# WHAT TO WORK ON
How many lines in the material below contain the string "water"? Case matters. Reply with the number only.

# PROVIDED RECORDS
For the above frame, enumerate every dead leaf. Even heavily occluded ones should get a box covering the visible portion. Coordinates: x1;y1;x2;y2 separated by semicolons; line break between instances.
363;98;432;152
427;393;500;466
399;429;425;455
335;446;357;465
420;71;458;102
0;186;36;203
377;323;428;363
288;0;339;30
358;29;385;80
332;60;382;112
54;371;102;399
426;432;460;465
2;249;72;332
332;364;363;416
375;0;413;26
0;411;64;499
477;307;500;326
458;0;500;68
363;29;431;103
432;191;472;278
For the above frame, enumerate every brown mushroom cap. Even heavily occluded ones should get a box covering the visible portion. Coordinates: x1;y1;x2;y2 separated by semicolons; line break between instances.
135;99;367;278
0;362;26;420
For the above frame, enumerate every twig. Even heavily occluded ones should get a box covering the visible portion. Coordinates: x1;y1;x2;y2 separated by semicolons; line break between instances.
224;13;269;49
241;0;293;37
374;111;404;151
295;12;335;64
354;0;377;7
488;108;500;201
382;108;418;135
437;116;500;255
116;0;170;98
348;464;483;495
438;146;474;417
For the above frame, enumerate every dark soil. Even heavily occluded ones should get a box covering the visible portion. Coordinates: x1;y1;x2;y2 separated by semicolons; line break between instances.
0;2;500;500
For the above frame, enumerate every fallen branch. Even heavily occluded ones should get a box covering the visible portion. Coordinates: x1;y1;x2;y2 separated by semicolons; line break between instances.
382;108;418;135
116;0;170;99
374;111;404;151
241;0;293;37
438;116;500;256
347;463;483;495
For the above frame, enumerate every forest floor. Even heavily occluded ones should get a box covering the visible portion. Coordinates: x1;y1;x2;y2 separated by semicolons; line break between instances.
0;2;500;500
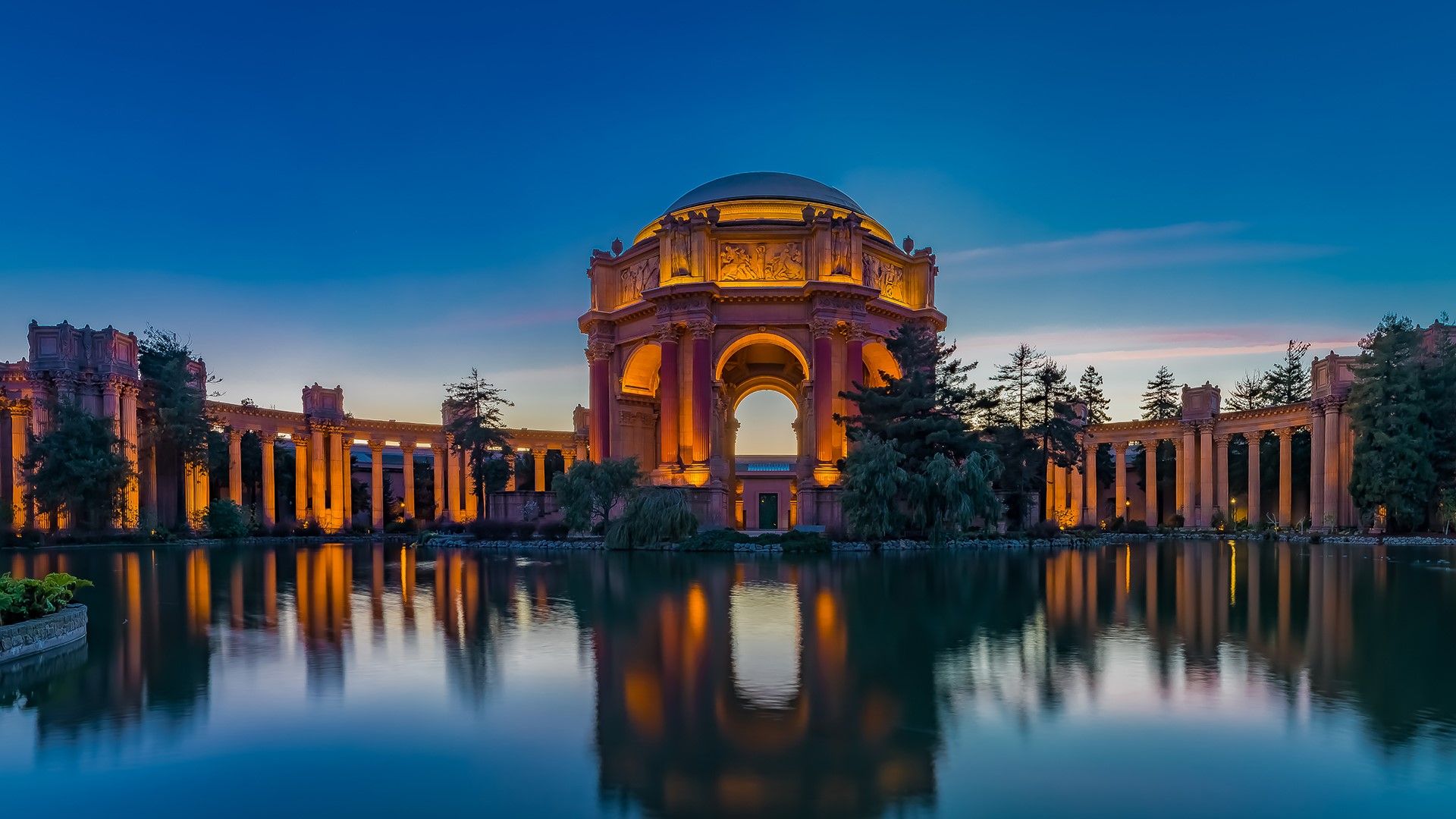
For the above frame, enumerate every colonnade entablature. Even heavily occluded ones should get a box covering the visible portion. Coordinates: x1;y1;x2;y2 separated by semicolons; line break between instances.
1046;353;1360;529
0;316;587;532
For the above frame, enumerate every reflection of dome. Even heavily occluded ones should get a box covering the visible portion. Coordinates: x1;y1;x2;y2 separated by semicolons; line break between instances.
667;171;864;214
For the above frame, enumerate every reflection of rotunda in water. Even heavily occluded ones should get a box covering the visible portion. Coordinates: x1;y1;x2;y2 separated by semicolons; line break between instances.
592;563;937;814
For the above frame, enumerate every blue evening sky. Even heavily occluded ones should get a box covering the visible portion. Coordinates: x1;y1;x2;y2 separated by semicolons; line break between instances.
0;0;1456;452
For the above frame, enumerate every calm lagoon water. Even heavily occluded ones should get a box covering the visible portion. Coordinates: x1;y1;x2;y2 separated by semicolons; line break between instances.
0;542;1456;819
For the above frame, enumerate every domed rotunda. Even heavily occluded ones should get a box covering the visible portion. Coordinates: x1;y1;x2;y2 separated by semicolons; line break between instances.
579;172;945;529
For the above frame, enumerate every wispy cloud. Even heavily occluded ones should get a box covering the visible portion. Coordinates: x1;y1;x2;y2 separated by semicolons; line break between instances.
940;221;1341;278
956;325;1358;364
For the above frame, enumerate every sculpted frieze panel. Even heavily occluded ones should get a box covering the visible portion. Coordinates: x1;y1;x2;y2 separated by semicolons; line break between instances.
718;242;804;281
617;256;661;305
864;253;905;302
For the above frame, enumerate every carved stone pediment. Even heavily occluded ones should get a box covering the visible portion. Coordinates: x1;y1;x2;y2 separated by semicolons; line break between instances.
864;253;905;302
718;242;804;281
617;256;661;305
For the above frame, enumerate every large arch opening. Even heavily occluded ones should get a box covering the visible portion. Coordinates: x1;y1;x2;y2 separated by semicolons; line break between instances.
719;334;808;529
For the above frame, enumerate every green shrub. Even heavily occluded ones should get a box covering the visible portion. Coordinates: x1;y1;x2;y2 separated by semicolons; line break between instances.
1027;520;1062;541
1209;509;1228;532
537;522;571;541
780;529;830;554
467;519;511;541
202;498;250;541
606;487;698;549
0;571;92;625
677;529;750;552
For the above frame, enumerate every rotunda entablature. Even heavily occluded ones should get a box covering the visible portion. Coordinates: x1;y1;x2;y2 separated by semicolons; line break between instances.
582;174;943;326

# ANSWER TO THE EXERCISE
2